===== Dataset entries

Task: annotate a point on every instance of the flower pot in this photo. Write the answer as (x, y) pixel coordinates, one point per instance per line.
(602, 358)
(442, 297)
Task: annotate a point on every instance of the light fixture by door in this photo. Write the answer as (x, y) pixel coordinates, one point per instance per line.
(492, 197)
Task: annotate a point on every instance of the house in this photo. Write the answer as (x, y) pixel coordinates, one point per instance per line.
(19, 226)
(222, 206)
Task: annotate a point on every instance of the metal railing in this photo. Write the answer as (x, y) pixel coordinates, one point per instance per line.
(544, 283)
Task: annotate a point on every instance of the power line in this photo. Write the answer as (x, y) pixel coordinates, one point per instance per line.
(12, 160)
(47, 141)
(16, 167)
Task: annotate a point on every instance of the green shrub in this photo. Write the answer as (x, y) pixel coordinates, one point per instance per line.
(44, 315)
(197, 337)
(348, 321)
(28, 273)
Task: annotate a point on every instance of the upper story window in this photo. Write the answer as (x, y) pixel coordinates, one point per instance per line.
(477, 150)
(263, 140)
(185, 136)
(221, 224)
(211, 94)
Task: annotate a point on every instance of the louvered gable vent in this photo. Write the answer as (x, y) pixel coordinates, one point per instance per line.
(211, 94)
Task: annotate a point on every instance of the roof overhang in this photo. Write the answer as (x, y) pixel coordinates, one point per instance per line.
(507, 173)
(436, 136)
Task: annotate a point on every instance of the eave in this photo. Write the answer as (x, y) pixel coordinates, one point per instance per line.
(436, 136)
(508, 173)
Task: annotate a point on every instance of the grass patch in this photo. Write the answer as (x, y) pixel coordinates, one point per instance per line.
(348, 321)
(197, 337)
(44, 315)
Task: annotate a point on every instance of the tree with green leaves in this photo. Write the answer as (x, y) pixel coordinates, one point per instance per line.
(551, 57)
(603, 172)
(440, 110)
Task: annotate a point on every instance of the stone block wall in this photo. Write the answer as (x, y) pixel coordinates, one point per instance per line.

==========

**Description of the task:** Repeat the records above exactly, leaving none out.

**Exercise answer:**
Task: annotate a point on every instance of the flower pot in this photo. Write the answer as (x, y) pixel coordinates, one point per instance per line.
(602, 358)
(442, 297)
Task: annotate a point on every instance of the light fixture by door in this photo. Write the answer as (x, y) pixel coordinates, one point per instance per line.
(492, 197)
Task: annotate a point on every instance of the house in this photo. Write the answer as (x, y) pixel coordinates, one point per instance per line.
(19, 226)
(222, 206)
Task: annotate a point on every instance of the metal railing in this photo. Write the answer as (x, y) pixel coordinates, one point per instance per line.
(544, 283)
Task: annotate a point on every instance of the power line in this photo. Write the answer as (x, y) pixel coordinates, one point per instance per line.
(12, 160)
(47, 141)
(16, 167)
Task: annotate a point on every instance of the green shrub in this photo. Write the answer as (x, y) pixel coordinates, one point per instance per line.
(44, 315)
(197, 337)
(348, 321)
(28, 273)
Task: annotate a point on every instance of the upper story window in this photo. Write the answer as (x, y) pixel coordinates, one point per instance per line.
(477, 150)
(263, 140)
(185, 136)
(221, 224)
(211, 94)
Task: annotate a point on every instance of the louvered gable vent in this photo. Write the answer as (x, y) pixel coordinates, one point per instance per line.
(211, 94)
Task: annotate a point on every instance of the roof overhang in this photo. Write the answer as (x, y) pixel coordinates, one point per instance per line.
(507, 173)
(436, 136)
Task: annotate a point on every instance of the eave in this photo. Write the answer as (x, y) pixel coordinates, one point per instance per line.
(436, 136)
(508, 173)
Task: annotate a point on every instance of the grass patch in this photo. Write the answer as (x, y) pixel coordinates, one point per instance per line.
(348, 321)
(197, 337)
(44, 315)
Task: annotate a point on every instance of the tree with green leaves in this photo. Write the answer as (x, y) pixel coordinates, one point per instance per line.
(551, 57)
(603, 172)
(440, 110)
Task: annotate a point on every instance of the stone block wall in this photo. Write the answer as (x, y) pixel coordinates, one point per instance per line.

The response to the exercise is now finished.